Dataset entries:
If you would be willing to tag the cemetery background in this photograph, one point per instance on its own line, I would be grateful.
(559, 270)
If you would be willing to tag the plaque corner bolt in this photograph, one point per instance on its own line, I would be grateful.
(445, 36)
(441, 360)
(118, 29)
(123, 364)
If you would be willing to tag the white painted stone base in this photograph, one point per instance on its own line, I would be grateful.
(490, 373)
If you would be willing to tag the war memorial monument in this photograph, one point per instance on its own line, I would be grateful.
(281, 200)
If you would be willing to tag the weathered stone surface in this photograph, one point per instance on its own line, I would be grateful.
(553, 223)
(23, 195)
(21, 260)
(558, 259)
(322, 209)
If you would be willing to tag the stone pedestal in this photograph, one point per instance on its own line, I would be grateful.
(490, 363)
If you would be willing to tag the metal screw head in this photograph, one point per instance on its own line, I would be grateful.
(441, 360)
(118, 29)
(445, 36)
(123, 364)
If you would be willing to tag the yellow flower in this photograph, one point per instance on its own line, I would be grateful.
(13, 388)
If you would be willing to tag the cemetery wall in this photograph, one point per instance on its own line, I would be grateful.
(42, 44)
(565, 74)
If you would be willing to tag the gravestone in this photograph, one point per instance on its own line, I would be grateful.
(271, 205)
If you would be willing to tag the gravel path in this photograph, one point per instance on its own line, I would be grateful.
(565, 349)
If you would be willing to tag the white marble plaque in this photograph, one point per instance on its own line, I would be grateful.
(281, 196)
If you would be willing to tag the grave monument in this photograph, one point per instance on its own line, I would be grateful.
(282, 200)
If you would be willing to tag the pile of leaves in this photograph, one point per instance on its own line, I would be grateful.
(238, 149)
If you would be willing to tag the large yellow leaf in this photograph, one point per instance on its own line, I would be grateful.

-- Work request --
Include both ends. Return the line holding "If you would be willing to tag the white marble" and all lines after it in the records above, exactly as written.

-- Task output --
If you would be willing to tag the white marble plaque in this photograph, one point per instance on its own line, I would be grateful.
(281, 196)
If you would be willing to tag the grave monument in this photograph, one point per instance on its own line, I would be grateful.
(282, 200)
If you would be willing to tag the pile of leaves in this photograph, one point per instance on its own line, I would be grateful.
(238, 149)
If you would be willing to tag the large yellow leaf in this photograph, one point per instance on its own line, I would be grateful.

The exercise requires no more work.